Records from a dataset
********

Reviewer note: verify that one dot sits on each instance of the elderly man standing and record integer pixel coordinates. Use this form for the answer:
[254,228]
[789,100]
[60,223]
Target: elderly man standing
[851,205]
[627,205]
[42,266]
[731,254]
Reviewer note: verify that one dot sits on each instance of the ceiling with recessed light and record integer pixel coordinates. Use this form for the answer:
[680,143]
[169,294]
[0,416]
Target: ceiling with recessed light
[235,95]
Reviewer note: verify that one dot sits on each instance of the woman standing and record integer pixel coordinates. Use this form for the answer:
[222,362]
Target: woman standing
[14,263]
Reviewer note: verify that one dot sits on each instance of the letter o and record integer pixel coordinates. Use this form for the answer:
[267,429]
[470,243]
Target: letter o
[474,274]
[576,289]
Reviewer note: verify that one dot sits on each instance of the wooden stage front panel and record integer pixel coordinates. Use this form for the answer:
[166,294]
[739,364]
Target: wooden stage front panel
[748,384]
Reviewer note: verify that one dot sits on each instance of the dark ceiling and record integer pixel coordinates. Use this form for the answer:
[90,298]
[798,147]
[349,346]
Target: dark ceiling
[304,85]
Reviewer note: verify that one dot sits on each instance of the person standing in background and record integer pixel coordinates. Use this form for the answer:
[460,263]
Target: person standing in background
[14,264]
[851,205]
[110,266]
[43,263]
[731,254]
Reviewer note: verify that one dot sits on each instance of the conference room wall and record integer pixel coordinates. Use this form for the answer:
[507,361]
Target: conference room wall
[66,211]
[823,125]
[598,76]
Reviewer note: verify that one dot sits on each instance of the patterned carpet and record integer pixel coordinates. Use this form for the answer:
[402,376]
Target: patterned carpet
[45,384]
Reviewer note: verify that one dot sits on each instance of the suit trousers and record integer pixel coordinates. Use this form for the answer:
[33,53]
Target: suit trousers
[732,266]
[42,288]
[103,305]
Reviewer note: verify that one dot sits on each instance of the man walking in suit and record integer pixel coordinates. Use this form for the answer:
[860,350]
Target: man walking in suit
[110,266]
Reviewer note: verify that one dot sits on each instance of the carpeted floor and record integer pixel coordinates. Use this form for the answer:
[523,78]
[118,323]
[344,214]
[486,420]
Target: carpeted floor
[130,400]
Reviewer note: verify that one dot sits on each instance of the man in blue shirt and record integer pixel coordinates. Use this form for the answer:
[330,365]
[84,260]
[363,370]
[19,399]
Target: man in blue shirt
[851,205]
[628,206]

********

» **Exercise objective**
Could you copy every record above exactly as it appears?

» **Answer below**
Reviewer note: verify that one dot sits on each instance of the elderly man standing and record integer pixel coordinates. Use this form for the answer:
[254,228]
[789,100]
[60,223]
Target: elderly man standing
[851,205]
[627,205]
[42,266]
[731,254]
Reviewer note: verify that one dot sits on each instance of the ceiling with recessed light and record integer pixel coordinates. Use this form for the answer:
[680,143]
[169,294]
[0,416]
Target: ceiling with recessed light
[235,95]
Reviewer note: verify that one dot sits on each instance of the woman standing and record integer pixel coordinates. Use this form for the answer:
[222,362]
Target: woman standing
[14,263]
Reviewer note: verify that one dot sits on each instance of the letter o and record integer pixel coordinates. Use this form for the answer:
[267,429]
[470,243]
Target: letter o
[474,274]
[576,289]
Reviewer note: verify that one dot sits on each instance of the wooden stage front panel and record integer pixel coordinates. Use this form for the answer:
[166,294]
[739,364]
Target: wooden stage front panel
[748,384]
Reviewer note: verify that one dot sits on each instance of the dark ceiling and record integer pixel coordinates. Use this form for the answer:
[90,298]
[798,147]
[349,346]
Target: dark ceiling
[304,85]
Reviewer note: verify that one dot sits on each instance of the person standing in background and record integer pixel coordinates. Use this form for the answer:
[460,263]
Target: person standing in background
[14,264]
[851,205]
[110,266]
[43,263]
[731,254]
Reviewer note: verify that one dot sits on each instance of the conference room wall and record integer pixel coordinates. Use this form for the answer:
[507,361]
Target: conference room wall
[66,211]
[823,125]
[598,76]
Reviewer note: verify that one dot sits on each instance of the patterned carpet and record integer pixel coordinates. Use this form for the answer:
[402,376]
Target: patterned carpet
[45,384]
Reviewer note: verify that one dot sits on each instance of the suit trousers and record integer pixel coordinates. Use this form for the answer:
[33,53]
Target: suit trousers
[732,266]
[42,288]
[103,305]
Reviewer note: verify that one dot sits on each instance of the man walking in suit and record integer pixel coordinates. Use this form for the answer:
[860,350]
Target: man walking in suit
[110,266]
Reviewer note: verify that one dot sits on each instance of the carpeted floor and record integer pixel coordinates. Use this form for the answer:
[523,78]
[118,323]
[344,214]
[486,420]
Target: carpeted floor
[130,400]
Reviewer note: verify that one dot sits on each instance of the man in blue shirt and record integer pixel coordinates. Use this form for the answer:
[330,365]
[84,260]
[363,370]
[19,399]
Target: man in blue shirt
[851,205]
[628,206]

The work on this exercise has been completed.